Following the investing maxim that you should love stocks when they are hated, I regularly scan the daily readout of stocks and ETFs hitting 52-week lows. Most of the time these investments deserve the shrunken valuations they now merit. Yet on rare occasion, real gems will emerge—if you have a contrarian mindset.

That’s why my ears pricked up when I noticed the lone ETF focused on New Zealand, the iShares MSCI New Zealand Capped ETF (ENZL), is now bumping along at––or near––its 52-week lows and at levels last seen in late 2013. As a far as I knew, New Zealand was home to one of the world’s healthier economies. That apparent disconnect meant it was time for a closer look.

Steady As She Goes

New Zealand typically garners high marks from global investors: The country ranks among the top in terms of social progression (which covers basic human needs and measures of well-being); and New Zealand is the highest-ranked (i.e. least corrupt) country on the Transparency International corruption perceptions index. That’s why the World Bank cites New Zealand as the second-most business-friendly country in the world, behind only Singapore.

Key measures underscore the economy’s appeal. Unemployment has fallen from 6.7 percent in 2012 to a projected 5.3 percent this year. Unemployment rates are falling despite a fairly heavy flow of immigrants into the country, especially from Australia. And inflation is virtually non-existent.

That backdrop is fueling GDP growth in excess of three percent, an enviable rate for most developed economies. Moreover, external debt equates to 38 percent of GDP, the lowest level in 11 years, and well below the levels seen across Europe, Japan and the United States. And the country is now operating a budget surplus, a true rarity in an era of global budget deficits.

• _RECORD LIST_:
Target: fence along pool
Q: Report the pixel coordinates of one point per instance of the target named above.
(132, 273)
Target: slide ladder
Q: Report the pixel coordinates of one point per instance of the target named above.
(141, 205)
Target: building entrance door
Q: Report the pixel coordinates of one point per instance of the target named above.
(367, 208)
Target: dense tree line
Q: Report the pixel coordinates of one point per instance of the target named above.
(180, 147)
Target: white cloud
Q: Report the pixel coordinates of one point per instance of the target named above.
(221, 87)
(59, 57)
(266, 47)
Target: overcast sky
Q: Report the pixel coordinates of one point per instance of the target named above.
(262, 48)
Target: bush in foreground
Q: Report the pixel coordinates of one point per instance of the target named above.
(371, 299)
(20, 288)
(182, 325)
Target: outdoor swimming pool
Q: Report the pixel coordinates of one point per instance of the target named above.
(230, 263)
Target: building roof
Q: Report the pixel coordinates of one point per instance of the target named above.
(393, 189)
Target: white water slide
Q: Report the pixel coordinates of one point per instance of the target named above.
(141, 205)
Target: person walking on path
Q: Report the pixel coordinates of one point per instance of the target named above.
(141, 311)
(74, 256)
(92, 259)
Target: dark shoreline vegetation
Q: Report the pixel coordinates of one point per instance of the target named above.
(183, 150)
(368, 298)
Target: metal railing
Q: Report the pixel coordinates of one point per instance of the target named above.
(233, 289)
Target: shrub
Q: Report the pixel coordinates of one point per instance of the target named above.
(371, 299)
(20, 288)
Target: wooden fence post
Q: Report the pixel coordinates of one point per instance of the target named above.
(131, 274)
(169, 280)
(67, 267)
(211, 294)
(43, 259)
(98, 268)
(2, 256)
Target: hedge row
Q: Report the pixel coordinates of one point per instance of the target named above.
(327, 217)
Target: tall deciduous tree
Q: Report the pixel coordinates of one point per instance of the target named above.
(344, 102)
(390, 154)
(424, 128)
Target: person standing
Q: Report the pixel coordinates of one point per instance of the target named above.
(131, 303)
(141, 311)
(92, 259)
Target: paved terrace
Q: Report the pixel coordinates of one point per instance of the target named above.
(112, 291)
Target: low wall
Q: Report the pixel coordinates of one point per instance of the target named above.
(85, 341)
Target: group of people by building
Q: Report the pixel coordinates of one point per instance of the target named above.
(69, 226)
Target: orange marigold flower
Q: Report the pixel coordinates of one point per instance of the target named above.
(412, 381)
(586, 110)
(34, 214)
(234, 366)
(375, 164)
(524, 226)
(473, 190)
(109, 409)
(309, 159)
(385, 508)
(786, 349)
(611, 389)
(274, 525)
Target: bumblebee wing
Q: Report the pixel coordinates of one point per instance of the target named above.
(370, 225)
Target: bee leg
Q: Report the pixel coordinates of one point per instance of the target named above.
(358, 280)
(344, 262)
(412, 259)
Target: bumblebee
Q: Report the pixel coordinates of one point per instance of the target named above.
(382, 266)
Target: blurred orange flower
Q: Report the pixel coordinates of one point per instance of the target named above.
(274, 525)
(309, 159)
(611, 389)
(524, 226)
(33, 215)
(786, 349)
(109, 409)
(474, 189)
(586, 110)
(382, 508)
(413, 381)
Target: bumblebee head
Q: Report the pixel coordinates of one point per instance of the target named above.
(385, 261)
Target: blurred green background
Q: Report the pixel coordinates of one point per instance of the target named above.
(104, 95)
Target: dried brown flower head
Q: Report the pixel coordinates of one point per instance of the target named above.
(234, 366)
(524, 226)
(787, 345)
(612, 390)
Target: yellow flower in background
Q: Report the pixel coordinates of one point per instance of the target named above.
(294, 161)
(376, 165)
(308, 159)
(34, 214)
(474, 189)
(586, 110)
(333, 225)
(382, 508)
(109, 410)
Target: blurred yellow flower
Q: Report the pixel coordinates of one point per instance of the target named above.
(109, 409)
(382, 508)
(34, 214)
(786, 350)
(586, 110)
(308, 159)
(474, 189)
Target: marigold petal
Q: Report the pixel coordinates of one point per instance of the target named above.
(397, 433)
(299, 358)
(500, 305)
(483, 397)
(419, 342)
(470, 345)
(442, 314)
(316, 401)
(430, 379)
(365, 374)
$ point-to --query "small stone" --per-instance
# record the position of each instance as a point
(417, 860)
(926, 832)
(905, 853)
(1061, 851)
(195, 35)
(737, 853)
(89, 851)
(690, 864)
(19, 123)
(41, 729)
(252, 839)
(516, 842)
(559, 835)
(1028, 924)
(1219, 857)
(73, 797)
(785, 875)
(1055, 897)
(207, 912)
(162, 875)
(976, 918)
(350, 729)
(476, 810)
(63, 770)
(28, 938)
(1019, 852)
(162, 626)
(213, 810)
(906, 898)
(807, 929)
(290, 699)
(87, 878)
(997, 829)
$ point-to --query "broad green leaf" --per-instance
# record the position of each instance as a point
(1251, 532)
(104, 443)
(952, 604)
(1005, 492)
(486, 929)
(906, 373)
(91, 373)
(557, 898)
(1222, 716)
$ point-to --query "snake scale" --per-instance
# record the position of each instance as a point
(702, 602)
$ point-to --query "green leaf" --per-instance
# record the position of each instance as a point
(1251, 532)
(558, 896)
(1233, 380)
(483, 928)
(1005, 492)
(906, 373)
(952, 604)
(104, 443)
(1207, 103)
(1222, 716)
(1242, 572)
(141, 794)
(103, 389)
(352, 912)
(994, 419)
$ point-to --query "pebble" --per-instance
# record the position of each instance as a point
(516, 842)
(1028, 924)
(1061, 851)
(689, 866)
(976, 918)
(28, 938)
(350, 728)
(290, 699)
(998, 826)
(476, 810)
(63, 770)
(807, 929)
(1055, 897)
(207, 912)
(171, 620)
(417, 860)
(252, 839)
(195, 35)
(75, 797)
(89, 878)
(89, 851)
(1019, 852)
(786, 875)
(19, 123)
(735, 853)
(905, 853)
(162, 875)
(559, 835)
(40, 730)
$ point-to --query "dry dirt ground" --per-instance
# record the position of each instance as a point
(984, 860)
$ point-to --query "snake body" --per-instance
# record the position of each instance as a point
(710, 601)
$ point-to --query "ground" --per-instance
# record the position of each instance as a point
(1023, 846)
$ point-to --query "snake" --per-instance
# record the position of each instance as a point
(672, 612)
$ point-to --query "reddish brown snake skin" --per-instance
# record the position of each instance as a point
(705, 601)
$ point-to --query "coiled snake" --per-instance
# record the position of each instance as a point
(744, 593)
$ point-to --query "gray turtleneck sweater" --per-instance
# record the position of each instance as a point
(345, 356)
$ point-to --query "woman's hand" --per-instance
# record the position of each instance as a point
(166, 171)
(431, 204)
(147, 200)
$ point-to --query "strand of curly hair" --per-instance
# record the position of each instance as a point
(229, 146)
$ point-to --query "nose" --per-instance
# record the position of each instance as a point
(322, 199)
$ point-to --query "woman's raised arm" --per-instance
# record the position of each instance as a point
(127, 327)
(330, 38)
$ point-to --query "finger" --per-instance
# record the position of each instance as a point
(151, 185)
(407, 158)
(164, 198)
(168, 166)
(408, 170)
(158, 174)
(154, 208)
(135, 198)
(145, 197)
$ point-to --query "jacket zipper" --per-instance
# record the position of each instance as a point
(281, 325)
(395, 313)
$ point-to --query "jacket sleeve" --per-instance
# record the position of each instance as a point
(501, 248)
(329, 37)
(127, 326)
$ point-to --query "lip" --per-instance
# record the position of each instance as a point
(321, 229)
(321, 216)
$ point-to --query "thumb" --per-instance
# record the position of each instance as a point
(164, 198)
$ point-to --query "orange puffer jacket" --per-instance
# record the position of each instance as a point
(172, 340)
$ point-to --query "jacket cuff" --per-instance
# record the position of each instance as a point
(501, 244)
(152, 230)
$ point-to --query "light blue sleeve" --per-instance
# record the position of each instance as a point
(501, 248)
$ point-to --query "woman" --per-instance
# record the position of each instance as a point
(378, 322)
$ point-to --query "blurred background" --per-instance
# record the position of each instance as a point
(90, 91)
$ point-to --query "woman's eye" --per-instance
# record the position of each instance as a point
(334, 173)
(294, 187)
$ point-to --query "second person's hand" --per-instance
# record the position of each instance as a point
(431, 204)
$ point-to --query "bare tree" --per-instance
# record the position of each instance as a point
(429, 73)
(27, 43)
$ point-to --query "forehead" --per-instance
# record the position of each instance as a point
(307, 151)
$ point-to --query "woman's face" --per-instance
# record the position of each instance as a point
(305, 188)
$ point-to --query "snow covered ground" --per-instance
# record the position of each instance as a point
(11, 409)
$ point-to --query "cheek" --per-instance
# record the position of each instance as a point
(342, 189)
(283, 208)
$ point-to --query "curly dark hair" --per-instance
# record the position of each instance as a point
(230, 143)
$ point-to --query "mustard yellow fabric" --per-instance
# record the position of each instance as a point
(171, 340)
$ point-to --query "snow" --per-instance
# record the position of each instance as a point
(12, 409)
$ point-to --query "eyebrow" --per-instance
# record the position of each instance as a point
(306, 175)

• _SHORT EXERCISE_: Write the next part of the piece on the New Zealand ETF and the country's economy, starting after its last sentence.

• _THE RESULT_:
Yet beneath the headlines, concerns are growing that dairy exports––which represent 40 percent of all exports, with much of that going to China––have begun to materially slow. And that is having a ripple effect on sentiment, with recent surveys pointing to a slowdown in job growth. 

To head off an economic slowdown, the New Zealand Central Bank cut a key benchmark interest rate for the first time since 2011, to 3.25 percent. Local economists anticipate another three rate cuts by year’s end.

And rate cuts tend to go hand in hand with a weakening currency. The New Zealand dollar (known as the “Kiwi”) has fallen sharply in recent months, to levels seen back in 2010, which in turn partially explains why the iShares New Zealand ETF is also plumbing fresh lows these days. Country-specific ETFs gain or lose value on a dollar-denominated basis as a local currency strengthens or weakens against the U.S. dollar.

Yet that is precisely the set-up that U.S.-based investors should be looking for when researching ETF country funds. A well-respected set of government and business policies, an economy poised to benefit from an interest rate cutting cycle, and a chance to buy such a country while it has a competitively-priced currency are all key virtues. The country’s role as an agriculture-focused exporter underscores the gains to be had from a falling currency.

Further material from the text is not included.